### Selected extract:

From AGI to adverts: A new money-making scheme

To say OpenAI’s latest foray into revenue generation is underwhelming might sound glib, but it marks a staggering retreat from the “wait for AGI and then we’ll have all the money” ethos we’ve been fed until now.

Watching the firm sprint through page one of the Big Tech playbook is both disappointing and entirely predictable. Generating ad revenue has long been the deus ex machina for tech’s most bloated ambitions. The Metaverse was supposed to sustain itself on digital billboards for digital people; even space travel looks set to be subsidized by logos plastered onto the “space wangers” of tech moguls as they breach the stratosphere.

### Dataset records:
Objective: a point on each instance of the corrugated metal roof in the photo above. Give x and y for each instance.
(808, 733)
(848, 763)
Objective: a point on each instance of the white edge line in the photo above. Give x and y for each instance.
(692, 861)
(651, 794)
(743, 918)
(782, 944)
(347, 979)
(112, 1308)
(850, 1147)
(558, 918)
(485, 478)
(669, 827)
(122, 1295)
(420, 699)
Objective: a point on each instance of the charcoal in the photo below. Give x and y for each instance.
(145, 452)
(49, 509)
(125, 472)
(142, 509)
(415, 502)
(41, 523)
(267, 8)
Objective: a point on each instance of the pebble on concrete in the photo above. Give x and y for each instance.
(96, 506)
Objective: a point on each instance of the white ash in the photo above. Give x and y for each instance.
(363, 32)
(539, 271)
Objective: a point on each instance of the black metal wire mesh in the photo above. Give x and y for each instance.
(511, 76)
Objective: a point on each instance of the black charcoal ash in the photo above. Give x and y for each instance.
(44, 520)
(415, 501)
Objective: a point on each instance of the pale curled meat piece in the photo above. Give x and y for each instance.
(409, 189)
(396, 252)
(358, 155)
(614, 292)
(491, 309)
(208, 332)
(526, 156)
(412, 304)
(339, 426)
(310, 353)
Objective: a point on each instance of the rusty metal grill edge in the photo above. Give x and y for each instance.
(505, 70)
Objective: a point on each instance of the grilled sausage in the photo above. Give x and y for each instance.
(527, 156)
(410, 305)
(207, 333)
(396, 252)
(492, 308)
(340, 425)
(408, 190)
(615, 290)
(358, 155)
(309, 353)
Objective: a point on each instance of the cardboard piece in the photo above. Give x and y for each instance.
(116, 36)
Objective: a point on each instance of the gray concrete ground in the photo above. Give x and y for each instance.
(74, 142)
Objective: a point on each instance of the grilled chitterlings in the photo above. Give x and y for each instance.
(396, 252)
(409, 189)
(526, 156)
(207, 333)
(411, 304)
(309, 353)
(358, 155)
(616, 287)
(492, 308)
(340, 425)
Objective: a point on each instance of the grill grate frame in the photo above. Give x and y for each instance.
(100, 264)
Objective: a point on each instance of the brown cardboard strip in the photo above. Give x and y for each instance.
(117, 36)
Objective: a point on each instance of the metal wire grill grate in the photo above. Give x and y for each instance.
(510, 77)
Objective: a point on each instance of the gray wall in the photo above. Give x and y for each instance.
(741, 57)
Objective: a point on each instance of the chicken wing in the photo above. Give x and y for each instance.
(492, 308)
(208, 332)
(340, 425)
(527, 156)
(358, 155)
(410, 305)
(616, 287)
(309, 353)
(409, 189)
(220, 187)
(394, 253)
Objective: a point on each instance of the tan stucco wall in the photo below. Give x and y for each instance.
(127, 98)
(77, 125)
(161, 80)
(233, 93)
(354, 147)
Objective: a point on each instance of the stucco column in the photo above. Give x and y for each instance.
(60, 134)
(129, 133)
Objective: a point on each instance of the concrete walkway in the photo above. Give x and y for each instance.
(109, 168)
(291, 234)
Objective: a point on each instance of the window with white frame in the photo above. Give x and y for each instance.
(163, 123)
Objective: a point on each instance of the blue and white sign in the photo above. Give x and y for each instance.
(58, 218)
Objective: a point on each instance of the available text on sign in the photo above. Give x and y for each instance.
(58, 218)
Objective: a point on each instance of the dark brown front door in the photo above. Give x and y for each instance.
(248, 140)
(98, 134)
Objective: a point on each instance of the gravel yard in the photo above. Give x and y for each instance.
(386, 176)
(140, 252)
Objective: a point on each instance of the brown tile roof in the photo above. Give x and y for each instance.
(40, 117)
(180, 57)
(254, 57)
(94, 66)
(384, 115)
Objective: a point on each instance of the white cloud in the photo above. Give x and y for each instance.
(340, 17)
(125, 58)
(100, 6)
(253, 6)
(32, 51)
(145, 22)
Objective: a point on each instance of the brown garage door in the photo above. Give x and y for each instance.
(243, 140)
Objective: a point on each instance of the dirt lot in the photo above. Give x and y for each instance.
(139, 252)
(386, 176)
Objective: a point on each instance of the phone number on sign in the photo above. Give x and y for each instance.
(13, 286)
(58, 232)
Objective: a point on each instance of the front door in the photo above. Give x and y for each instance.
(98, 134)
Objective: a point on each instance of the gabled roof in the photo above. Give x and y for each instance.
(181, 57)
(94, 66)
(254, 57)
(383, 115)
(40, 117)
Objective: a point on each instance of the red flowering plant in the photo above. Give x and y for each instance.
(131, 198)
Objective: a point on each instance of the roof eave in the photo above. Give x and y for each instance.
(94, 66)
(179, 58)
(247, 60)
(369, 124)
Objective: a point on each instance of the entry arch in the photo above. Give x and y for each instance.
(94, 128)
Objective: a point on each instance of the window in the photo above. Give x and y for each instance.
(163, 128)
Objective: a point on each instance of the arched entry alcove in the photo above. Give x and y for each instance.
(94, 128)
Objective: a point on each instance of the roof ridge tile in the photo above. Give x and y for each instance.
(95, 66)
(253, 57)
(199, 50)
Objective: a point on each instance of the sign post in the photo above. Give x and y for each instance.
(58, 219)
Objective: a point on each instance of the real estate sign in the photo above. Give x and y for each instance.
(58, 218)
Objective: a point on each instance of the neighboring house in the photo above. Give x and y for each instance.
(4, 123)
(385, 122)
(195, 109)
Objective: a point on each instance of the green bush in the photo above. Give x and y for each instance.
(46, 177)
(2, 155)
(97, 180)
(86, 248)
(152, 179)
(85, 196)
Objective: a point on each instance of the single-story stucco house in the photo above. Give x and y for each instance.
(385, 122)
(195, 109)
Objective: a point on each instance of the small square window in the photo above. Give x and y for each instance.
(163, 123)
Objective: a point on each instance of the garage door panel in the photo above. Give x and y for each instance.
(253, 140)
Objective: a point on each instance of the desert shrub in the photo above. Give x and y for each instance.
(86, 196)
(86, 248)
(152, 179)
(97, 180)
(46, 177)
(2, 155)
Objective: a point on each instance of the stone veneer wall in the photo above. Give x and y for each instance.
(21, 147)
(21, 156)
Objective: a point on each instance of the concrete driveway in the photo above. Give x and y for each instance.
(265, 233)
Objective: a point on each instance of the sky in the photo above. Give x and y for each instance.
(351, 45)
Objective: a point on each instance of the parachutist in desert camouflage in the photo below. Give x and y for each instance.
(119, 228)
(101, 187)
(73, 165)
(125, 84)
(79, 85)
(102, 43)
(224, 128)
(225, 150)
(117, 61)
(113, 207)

### The problem:
State whether each statement agrees with the piece on OpenAI and advertising, answering yes or no and quoting the words from the piece that decide it. 1. The piece calls OpenAI's turn toward ad revenue a bold step forward. 2. The piece finds OpenAI's move entirely predictable. 3. The piece says the Metaverse was meant to pay for itself through digital billboards.

### Response:
1. No: "it marks a staggering retreat"
2. Yes: "both disappointing and entirely predictable"
3. Yes: "The Metaverse was supposed to sustain itself on digital billboards for digital people"